**TEXTE FOURNI**
Le sort de la Sainte Famille
La communauté reçoit de fréquentes visites de la part d'évêques et de prêtres missionnaires qui demandent à Soeur Catherine des Religieuses. Mais, sur le conseil de Mgr Ryan, elles attendent trois ans et demi avant d'ouvrir un premier pensionnat à la Mission Sainte-Catherine de Santa Fe (Nouveau Mexique). Les Soeurs s'y adaptent bien malgré la vie difficile en ce lieu presque désertique. Les Indiens les respectent et les protègent. Un jour, Mère Catherine, voulant soigner les victimes d'une épidémie dans un village proche de la Mission, se voit refuser l'entrée: les Indiens tiennent trop à elle pour la voir s'exposer ainsi à la contagion.
Souvent, lors de ses nombreux voyages à travers le continent, Mère Catherine est repoussée, partageant le sort de la Sainte Famille à Bethléem, ce qui lui inspire cette réflexion: «Il est très convenable pour nous que les gens de cette ville n'aient pas de place pour nous et notre oeuvre. Comme il est vrai que la grotte de Bethléem est la grande éducatrice du monde... Ne manquez pas de penser à Celui de qui je fais profession d'être amoureuse! Soyez amoureux de ses humiliations».
Catherine Drexel a renoncé à une fortune pour embrasser volontairement la pauvreté, et cette pauvreté lui est chère, ainsi qu'en témoignent ces lignes écrites à l'une de ses religieuses: «Si vous êtes détachée des choses de la terre, vous aurez le royaume de Dieu en vous. Si vous n'êtes pas détachée, vous vous persuaderez que beaucoup de choses sont nécessaires, et vous en arriverez à mener une vie de facilité. Dieu comble ce qui est vide». Elle a réalisé que «l'amour des pauvres est incompatible avec l'amour immodéré des richesses ou leur usage égoïste» (CEC, 2445). Mais elle a surtout compris que la meilleure façon d'aider ceux qui sont pauvres et marginalisés est de travailler à leur développement intégral. «Il ne s'agit pas seulement d'élever tous les peuples au niveau dont jouissent aujourd'hui les pays les plus riches, rappellera le Pape Jean-Paul II, mais de construire, par un travail solidaire, une vie plus digne, de faire croître réellement la dignité et la créativité de chaque personne, sa capacité de répondre à sa vocation et donc à l'appel de Dieu. Au faîte du développement, il y a la mise en oeuvre du droit et du devoir de chercher Dieu, de Le connaître et de vivre selon cette connaissance» (Encyclique Centesimus annus, 1er mai 1991, n. 29). C'est pourquoi les efforts du nouvel Institut ne se réduisent pas à une simple «charité» matérielle, mais à une formation humaine et chrétienne des populations déshéritées. L'amour des pauvres «ne s'étend pas seulement à la pauvreté matérielle, mais aussi aux nombreuses formes de pauvreté culturelle et religieuse» (CEC, 2444).

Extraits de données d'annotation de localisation
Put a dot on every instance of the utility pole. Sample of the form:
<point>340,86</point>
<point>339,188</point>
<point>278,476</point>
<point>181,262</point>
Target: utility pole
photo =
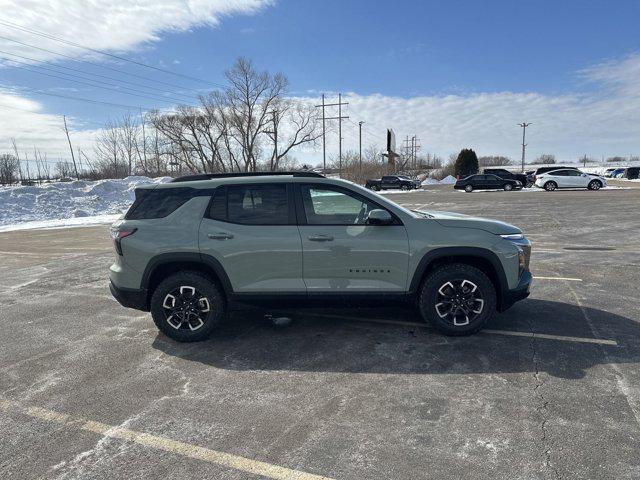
<point>324,145</point>
<point>360,146</point>
<point>274,132</point>
<point>524,126</point>
<point>340,117</point>
<point>73,158</point>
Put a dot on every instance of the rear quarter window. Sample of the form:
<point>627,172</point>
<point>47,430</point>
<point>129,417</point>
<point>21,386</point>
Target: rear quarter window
<point>158,203</point>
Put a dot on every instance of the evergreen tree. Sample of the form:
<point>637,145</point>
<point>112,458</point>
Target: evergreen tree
<point>466,163</point>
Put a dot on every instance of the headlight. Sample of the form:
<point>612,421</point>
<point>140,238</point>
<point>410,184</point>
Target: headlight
<point>524,250</point>
<point>513,236</point>
<point>522,262</point>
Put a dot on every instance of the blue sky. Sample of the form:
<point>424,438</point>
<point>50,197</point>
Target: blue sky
<point>455,73</point>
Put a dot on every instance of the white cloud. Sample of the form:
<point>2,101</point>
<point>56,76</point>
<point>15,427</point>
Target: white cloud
<point>23,120</point>
<point>114,25</point>
<point>601,121</point>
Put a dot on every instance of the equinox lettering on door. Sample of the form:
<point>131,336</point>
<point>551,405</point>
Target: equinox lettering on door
<point>369,270</point>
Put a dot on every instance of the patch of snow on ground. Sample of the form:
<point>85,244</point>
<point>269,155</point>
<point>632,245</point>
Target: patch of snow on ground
<point>429,181</point>
<point>68,203</point>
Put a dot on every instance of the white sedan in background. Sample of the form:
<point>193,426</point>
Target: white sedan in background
<point>569,178</point>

**TÂCHES À RÉALISER**
• a. Mettez sous forme de liste numérotée, sans les lignes vides, la partie des entrées qui commence à la ligne contenant « Put a dot on every instance of the patch » et se termine à la fin des entrées.
• b. Rédigez la suite du texte sur Catherine Drexel, à partir de sa dernière phrase.
Les entrées n'ont aucun lien avec le texte.

**RÉPONSES PAR TÂCHE**
• a.
1. Put a dot on every instance of the patch of snow on ground. Sample of the form:
2. <point>85,244</point>
3. <point>269,155</point>
4. <point>632,245</point>
5. Target: patch of snow on ground
6. <point>429,181</point>
7. <point>68,203</point>
8. Put a dot on every instance of the white sedan in background. Sample of the form:
9. <point>193,426</point>
10. Target: white sedan in background
11. <point>569,178</point>

• b.
Le lien le plus profond
Pourquoi «Soeurs du Saint-Sacrement»? Sa perspicacité a saisi que l'Eucharistie, Présence vivante de Jésus, est le lien le plus profond entre les hommes, et donc entre toutes les races appelées à cohabiter dans le même pays. «Jésus est l'unique source de la paix véritable, dira Jean-Paul II. Il ne peut pas y avoir d'espoir d'une vraie paix dans le monde en dehors du Christ... Comment le Christ procure-t-il cette paix? Il l'a méritée par son Sacrifice. Il a donné sa vie pour apporter la réconciliation entre Dieu et l'homme... Ce sacrifice qui attire la famille humaine vers l'unité est rendu présent dans l'Eucharistie. Et ainsi, chaque célébration eucharistique est la source d'un nouveau don de la paix... Le don que le Christ fait de Lui-même est plus puissant que toutes les forces de division qui oppressent le monde» (Aux Congrès eucharistiques, 11 mars 1988).
Les bienfaits de l'Eucharistie s'étendent à chacune des filles de Mère Catherine, qui écrit: «La Religieuse a besoin de force. Proche du tabernacle, l'âme trouve la force, la consolation et la résignation. La Religieuse a besoin de vertus. Jésus dans le Saint-Sacrement est le modèle des vertus. La Religieuse a besoin d'espérance. Dans le Saint-Sacrement nous possédons le gage le plus précieux de notre espérance. L'Hostie contient le germe de la vie future».
En septembre 1912, lors d'une visite des Missions dans le Nouveau Mexique, Mère Catherine est atteinte de fièvre typhoïde. Paraissant proche de la mort, elle confie: «Je suis dans une paix parfaite». Mais, après un séjour à l'infirmerie de la maison-mère, elle recouvre la santé et reprend ses activités. Au mois d'avril 1913, elle s'embarque de nouveau pour Rome où elle obtient l'approbation définitive de sa Congrégation.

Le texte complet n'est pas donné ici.